Yapılacak iş:
Sayfa metnine göre, buluşacak olanlar Gaziantep'te tam olarak nerede bir araya gelmek için sözleşmişti?

Sayfa metni:
═══

Deneme,  Din,  Ebeveyn,  Tartışma,  Toplum

Cami Duvarına İşeyen Köpeği Öldürürler!

Çok kuru ve sıcak bir günde Gaziantep’te merkezdeki Atatürk heykelinin önünde birleşmek için sözleşmişlerdi. Orada araştırma yapacak ve gözden uzak dertleşip, çare düşüneceklerdi. Hepsi ilk defa birbirleri ile tanışacaklardı. Ama, hepsi birbirinin kitaplarını okumuşlardı.

Önce Ali Şeriati Atatürk’ün heykelinin önüne vardı, uzunca ona baktı ve devrimlerinden miydi hayranca bakıyordu ki karşısına bir an türbanlı Konca Kuriş göründü ve sıcak bir merhaba dedi; Ali Şeriati ona diğer buluşacağı yazarlar gibi hayranlık duyuyordu; ama onun için ve onun gibi coğrafya kaderine mahkum olan İranlı devrimci kadınlar gibi üzülerek bakmıştı.

═══

Kayıtlı veri girdileri
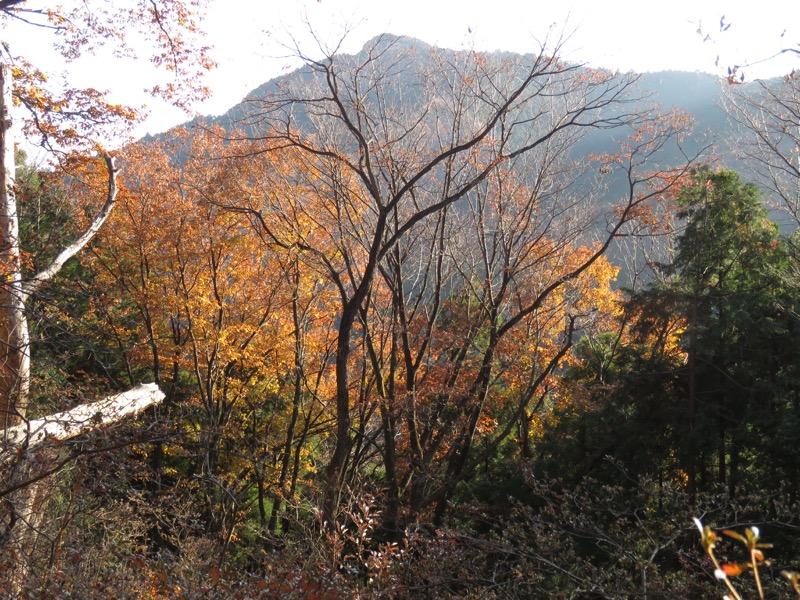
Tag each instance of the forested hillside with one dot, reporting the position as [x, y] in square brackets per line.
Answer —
[428, 324]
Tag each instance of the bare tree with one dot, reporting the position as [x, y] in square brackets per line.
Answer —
[768, 113]
[404, 146]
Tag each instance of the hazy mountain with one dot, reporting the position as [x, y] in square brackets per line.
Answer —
[699, 94]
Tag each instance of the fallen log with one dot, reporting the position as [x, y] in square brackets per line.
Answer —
[79, 420]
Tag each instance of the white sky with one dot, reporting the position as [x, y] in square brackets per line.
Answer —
[638, 35]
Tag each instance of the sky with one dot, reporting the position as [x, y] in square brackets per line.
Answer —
[250, 38]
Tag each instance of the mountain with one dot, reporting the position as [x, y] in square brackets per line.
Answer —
[698, 94]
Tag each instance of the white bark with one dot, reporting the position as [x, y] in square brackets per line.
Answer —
[15, 356]
[81, 419]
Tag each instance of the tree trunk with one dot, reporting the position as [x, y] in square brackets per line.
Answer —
[31, 453]
[14, 338]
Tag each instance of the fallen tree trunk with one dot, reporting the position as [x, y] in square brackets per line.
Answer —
[79, 420]
[29, 454]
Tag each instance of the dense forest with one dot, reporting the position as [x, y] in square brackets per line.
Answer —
[425, 324]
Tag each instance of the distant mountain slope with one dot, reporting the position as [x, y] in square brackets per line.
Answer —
[701, 95]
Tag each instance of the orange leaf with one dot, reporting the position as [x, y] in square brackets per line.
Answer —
[734, 569]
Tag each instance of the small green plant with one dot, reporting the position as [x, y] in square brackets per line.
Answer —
[751, 540]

═══

Cevap:
Merkezdeki Atatürk heykelinin önünde.